• [Instructions to follow]: Go through the records below line by line, counting those that contain the word "Subject"; answer with the count only.

(Saved entries)
◆ ◆ ◆ ◆
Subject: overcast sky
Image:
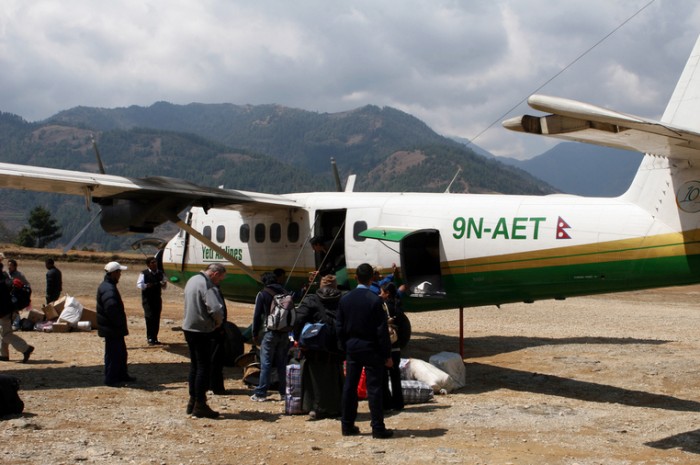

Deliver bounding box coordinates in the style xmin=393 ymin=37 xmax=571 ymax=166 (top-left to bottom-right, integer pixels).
xmin=1 ymin=0 xmax=699 ymax=160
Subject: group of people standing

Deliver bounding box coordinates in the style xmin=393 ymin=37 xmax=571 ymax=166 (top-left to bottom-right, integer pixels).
xmin=0 ymin=254 xmax=63 ymax=363
xmin=250 ymin=262 xmax=404 ymax=439
xmin=174 ymin=259 xmax=405 ymax=439
xmin=5 ymin=252 xmax=404 ymax=438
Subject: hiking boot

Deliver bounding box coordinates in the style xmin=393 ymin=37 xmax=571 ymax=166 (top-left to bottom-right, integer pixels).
xmin=186 ymin=398 xmax=195 ymax=415
xmin=342 ymin=425 xmax=360 ymax=436
xmin=372 ymin=428 xmax=394 ymax=439
xmin=22 ymin=345 xmax=34 ymax=363
xmin=192 ymin=401 xmax=219 ymax=419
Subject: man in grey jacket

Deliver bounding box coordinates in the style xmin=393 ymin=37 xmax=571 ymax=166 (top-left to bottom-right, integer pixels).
xmin=183 ymin=263 xmax=227 ymax=418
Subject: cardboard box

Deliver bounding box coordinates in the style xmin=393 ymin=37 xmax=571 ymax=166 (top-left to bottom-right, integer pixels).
xmin=27 ymin=308 xmax=46 ymax=323
xmin=80 ymin=308 xmax=98 ymax=328
xmin=51 ymin=322 xmax=71 ymax=333
xmin=42 ymin=304 xmax=59 ymax=321
xmin=50 ymin=296 xmax=67 ymax=315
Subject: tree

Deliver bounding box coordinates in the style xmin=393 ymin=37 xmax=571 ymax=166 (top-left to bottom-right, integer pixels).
xmin=16 ymin=206 xmax=62 ymax=248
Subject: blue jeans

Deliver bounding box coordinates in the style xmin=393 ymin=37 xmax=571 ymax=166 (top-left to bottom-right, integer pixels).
xmin=254 ymin=330 xmax=289 ymax=397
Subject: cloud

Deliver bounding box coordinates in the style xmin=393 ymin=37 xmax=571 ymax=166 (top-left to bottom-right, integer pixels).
xmin=1 ymin=0 xmax=699 ymax=159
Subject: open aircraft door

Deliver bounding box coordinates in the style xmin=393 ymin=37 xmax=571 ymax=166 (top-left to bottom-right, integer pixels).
xmin=359 ymin=228 xmax=445 ymax=297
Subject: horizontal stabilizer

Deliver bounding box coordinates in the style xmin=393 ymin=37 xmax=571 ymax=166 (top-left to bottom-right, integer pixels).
xmin=503 ymin=95 xmax=700 ymax=160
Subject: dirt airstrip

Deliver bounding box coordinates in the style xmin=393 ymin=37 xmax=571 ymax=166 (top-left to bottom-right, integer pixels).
xmin=2 ymin=257 xmax=700 ymax=464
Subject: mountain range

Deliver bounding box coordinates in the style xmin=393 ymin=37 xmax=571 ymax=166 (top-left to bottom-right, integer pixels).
xmin=0 ymin=102 xmax=643 ymax=250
◆ ◆ ◆ ◆
• [Response below]: 12